- TEXT BLOCK:
· · · · ·
Once two facts are matched and judged to contradict, the safest thing to do with the old one is to keep it. Graphiti is the clearest example. Every fact-edge carries a validity window, and a contradicting fact does not erase the old edge: it sets the old edge's invalid_at to the new fact's valid_at and leaves the record in place. The graph can still answer "what did we believe last Tuesday," and a delete that should not have happened cannot lose data that was never destroyed. There is a clean division of labour inside that step: the LLM decides whether two facts semantically contradict, and deterministic code does the interval arithmetic. You never hand date math to the model. Temporal memory goes deep on the bi-temporal model behind this.

#Versioned chains get history for free

Supermemory reaches the same "return current, preserve history" outcome with a lighter structure. Each memory row carries parentMemoryId, rootMemoryId, and an isLatest flag, so a preference that moves from Vue to React to React-with-TypeScript becomes a three-node chain where only the last node is flagged current. Reads return the latest; the superseded versions stay linked behind it.
· · · · ·
- DATA:
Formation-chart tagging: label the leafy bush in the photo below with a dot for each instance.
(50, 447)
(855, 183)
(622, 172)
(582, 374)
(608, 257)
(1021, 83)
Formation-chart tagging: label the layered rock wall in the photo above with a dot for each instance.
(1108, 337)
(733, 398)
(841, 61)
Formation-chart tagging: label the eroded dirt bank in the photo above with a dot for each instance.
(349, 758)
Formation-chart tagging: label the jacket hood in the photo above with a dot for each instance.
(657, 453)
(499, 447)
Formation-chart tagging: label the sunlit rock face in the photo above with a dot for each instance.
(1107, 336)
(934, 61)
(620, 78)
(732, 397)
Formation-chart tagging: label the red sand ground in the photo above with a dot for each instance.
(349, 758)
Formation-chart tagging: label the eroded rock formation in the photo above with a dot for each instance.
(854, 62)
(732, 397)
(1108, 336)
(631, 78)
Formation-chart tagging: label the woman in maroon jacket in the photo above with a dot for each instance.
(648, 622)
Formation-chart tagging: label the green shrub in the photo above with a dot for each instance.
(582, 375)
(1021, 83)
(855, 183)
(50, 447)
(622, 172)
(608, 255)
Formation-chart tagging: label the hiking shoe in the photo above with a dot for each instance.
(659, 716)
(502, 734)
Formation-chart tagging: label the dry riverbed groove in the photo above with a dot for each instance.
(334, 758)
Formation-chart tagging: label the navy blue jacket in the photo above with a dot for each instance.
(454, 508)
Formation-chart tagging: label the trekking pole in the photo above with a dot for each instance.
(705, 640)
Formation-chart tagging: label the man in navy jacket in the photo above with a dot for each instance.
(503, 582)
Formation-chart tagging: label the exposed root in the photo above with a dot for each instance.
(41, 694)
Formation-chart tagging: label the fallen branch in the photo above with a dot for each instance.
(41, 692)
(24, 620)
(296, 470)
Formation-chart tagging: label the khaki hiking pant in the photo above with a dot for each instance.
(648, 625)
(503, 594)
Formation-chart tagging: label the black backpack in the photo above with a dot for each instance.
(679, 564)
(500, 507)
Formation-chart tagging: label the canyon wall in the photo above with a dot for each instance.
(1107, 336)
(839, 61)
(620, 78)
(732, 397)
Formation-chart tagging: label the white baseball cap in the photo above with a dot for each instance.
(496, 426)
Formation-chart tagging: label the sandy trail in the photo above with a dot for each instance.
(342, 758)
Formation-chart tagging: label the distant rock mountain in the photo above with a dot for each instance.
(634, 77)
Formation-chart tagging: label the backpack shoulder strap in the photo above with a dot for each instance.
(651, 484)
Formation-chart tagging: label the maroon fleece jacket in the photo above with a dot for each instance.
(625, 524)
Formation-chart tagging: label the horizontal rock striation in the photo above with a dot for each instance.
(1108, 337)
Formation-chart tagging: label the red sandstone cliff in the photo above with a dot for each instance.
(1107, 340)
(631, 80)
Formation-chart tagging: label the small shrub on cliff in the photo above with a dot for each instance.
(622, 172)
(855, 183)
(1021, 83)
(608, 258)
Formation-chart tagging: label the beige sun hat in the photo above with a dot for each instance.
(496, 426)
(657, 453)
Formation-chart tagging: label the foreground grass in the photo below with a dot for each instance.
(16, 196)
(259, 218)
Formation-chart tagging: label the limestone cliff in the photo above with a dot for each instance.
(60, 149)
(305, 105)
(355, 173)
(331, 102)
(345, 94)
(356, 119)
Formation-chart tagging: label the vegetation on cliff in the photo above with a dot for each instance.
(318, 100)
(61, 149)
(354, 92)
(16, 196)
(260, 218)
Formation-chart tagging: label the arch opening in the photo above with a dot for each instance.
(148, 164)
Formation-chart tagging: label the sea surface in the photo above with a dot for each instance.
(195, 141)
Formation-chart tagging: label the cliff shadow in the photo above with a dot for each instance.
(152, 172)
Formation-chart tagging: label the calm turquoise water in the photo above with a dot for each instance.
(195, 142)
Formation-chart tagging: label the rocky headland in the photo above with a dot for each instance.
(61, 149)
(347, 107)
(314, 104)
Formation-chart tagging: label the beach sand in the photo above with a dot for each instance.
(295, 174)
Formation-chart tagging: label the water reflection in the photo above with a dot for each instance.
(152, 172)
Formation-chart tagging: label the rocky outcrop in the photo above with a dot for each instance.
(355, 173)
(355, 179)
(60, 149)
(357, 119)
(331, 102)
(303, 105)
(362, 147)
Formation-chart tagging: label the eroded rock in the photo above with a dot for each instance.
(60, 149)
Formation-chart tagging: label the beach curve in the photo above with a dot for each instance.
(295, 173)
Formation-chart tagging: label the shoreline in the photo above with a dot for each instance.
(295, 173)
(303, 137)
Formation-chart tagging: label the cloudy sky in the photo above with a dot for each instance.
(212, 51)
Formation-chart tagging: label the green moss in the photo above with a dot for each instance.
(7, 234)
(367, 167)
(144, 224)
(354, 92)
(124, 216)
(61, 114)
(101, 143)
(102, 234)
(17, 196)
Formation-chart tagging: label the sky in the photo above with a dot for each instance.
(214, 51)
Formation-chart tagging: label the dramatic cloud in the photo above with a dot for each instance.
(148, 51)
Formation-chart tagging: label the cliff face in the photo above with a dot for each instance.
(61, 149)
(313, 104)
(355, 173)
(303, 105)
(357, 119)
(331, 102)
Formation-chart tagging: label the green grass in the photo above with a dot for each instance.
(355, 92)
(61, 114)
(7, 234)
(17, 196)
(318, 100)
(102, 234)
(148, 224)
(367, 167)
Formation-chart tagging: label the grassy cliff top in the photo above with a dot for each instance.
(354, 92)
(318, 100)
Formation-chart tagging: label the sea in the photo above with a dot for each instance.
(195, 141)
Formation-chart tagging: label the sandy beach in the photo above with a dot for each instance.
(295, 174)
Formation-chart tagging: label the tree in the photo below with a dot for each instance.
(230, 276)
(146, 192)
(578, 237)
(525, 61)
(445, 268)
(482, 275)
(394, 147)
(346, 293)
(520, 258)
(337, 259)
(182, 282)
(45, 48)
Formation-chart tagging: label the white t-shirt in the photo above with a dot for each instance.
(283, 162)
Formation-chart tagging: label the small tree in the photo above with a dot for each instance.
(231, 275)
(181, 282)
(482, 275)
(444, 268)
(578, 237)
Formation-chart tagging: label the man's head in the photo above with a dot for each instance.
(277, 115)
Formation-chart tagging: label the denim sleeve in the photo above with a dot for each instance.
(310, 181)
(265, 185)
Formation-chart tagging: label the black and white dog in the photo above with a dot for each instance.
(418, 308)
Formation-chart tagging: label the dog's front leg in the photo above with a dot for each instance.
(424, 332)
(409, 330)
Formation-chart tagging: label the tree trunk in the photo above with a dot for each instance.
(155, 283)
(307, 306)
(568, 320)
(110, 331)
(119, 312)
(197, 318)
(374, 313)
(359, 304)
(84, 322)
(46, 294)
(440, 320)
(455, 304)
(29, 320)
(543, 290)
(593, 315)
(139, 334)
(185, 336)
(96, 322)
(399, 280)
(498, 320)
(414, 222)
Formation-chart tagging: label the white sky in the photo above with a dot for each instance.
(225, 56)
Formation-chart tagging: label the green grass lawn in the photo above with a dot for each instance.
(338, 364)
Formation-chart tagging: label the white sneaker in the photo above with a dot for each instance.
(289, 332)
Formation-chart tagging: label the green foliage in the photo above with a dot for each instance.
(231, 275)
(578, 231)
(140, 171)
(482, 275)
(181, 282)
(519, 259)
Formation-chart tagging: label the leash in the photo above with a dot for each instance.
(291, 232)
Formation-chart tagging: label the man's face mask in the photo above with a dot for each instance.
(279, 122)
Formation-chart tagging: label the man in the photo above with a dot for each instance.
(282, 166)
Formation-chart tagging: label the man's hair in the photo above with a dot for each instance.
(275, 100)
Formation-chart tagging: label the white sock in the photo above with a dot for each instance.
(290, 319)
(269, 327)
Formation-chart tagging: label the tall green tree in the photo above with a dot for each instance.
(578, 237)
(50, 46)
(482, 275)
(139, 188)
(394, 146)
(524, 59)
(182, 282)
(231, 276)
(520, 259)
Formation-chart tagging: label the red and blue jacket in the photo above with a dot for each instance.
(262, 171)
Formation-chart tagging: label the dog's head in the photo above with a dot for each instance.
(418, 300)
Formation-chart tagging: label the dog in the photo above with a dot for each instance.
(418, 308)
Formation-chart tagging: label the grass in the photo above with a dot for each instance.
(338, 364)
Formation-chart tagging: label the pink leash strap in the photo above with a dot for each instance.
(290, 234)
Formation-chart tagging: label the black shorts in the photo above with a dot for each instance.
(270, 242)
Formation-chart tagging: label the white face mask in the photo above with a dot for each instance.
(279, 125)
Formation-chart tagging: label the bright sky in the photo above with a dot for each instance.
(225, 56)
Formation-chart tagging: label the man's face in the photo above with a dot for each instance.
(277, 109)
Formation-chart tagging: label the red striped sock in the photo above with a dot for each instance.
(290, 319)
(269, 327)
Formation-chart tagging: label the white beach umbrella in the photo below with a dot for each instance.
· · · · ·
- REQUIREMENT A:
Translate this sentence from the passage on preserving superseded facts into Spanish: "You never hand date math to the model."
- REQUIREMENT B:
Extend the passage on preserving superseded facts by a paragraph or two, picking up after its final sentence.

- WRITTEN REPLY A:
Nunca le delegas al modelo los cálculos con fechas.

- WRITTEN REPLY B:
PREFERENCE · frontend framework v1 Vue v2 React isLatest v3 React + TS updates updates v1, v2 retained as history
Figure 2. A versioned chain: each new fact links to its parent, only the latest is flagged current, and superseded versions stay queryable as history.

Supermemory also types the relationship between versions instead of treating every change as a plain overwrite. Updates means the new fact contradicts and replaces the old (Alex moved from Google to Stripe). Extends means it enriches without replacing, so both stay valid (Alex leads a team of five). Derives means it was inferred from a pattern rather than stated. Distinguishing "replaces" from "enriches" is the difference between losing a fact and keeping one, the judgment a naive overwrite gets wrong.

#A graph is just another store to keep in sync

It's tempting to conclude that the answer to all of this is a graph database. A builder on r/LocalLLaMA pushed back on that directly: "Graph doesn't fix this, it just adds a second store to keep in sync." Their working alternative was typed structured records with explicit fields (entity, attribute, value, timestamp), so that an update is an actual update rather than a new chunk appended on top of an old one, with relationships living as reference fields in the same store. Graph traversal is a real capability, they argued, but you need it far less often than the hype suggests.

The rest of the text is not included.